Gib alle folgenden Daten Zeile für Zeile als nummerierte Liste wieder und lass dabei die Leerzeilen weg.
---*---
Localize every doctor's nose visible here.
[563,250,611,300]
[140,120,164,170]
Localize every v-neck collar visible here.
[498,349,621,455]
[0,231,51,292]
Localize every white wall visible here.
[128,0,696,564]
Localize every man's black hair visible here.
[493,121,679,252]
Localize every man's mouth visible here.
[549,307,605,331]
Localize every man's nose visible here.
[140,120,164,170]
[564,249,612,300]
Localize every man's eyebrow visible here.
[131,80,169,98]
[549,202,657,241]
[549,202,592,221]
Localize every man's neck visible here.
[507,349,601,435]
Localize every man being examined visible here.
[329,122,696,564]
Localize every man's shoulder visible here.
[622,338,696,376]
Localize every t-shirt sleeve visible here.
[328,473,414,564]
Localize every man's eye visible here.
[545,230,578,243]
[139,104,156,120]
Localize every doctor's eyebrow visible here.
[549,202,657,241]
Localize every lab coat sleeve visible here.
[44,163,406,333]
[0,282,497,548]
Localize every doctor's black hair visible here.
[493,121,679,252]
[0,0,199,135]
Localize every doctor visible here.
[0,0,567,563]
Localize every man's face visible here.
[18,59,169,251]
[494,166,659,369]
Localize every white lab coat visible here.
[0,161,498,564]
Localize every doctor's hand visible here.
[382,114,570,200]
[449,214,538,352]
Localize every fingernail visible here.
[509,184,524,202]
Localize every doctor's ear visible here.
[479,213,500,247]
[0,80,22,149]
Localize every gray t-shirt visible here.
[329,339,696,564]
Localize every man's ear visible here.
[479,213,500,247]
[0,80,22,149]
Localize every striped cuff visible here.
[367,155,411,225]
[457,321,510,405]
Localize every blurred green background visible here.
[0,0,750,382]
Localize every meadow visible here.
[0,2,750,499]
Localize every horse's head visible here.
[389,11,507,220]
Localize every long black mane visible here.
---*---
▶ **Lösung der Aufgabe**
1. Localize every doctor's nose visible here.
2. [563,250,611,300]
3. [140,120,164,170]
4. Localize every v-neck collar visible here.
5. [498,349,621,455]
6. [0,231,51,292]
7. Localize every white wall visible here.
8. [128,0,696,564]
9. Localize every man's black hair visible here.
10. [493,121,679,252]
11. Localize every man's mouth visible here.
12. [549,307,605,331]
13. Localize every man's nose visible here.
14. [140,120,164,170]
15. [564,249,612,300]
16. Localize every man's eyebrow visible here.
17. [131,80,169,98]
18. [549,202,657,241]
19. [549,202,592,221]
20. Localize every man's neck visible here.
21. [507,349,601,435]
22. Localize every man being examined visible here.
23. [329,122,696,564]
24. Localize every man's shoulder visible here.
25. [622,338,696,376]
26. Localize every t-shirt sleeve visible here.
27. [328,473,414,564]
28. Localize every man's eye visible here.
29. [545,230,578,243]
30. [139,104,156,120]
31. Localize every doctor's eyebrow visible here.
32. [549,202,657,241]
33. Localize every lab coat sleeve visible here.
34. [44,163,406,333]
35. [0,282,497,548]
36. Localize every doctor's black hair visible here.
37. [493,121,679,252]
38. [0,0,199,135]
39. Localize every doctor visible here.
40. [0,0,567,563]
41. Localize every man's face visible here.
42. [18,59,169,251]
43. [494,166,659,369]
44. Localize every white lab coat visible here.
45. [0,161,498,564]
46. Localize every doctor's hand visible here.
47. [382,114,570,200]
48. [449,214,538,352]
49. Localize every fingernail visible here.
50. [509,184,524,202]
51. Localize every doctor's ear visible here.
52. [479,213,500,247]
53. [0,80,22,149]
54. Localize every gray t-shirt visible here.
55. [329,339,696,564]
56. Localize every man's ear visible here.
57. [479,213,500,247]
58. [0,80,22,149]
59. Localize every striped cuff visible here.
60. [367,155,411,225]
61. [457,321,510,405]
62. Localize every blurred green background visible here.
63. [0,0,750,382]
64. Localize every meadow visible here.
65. [0,2,750,499]
66. Localize every horse's head visible here.
67. [389,11,507,220]
68. Localize every long black mane visible here.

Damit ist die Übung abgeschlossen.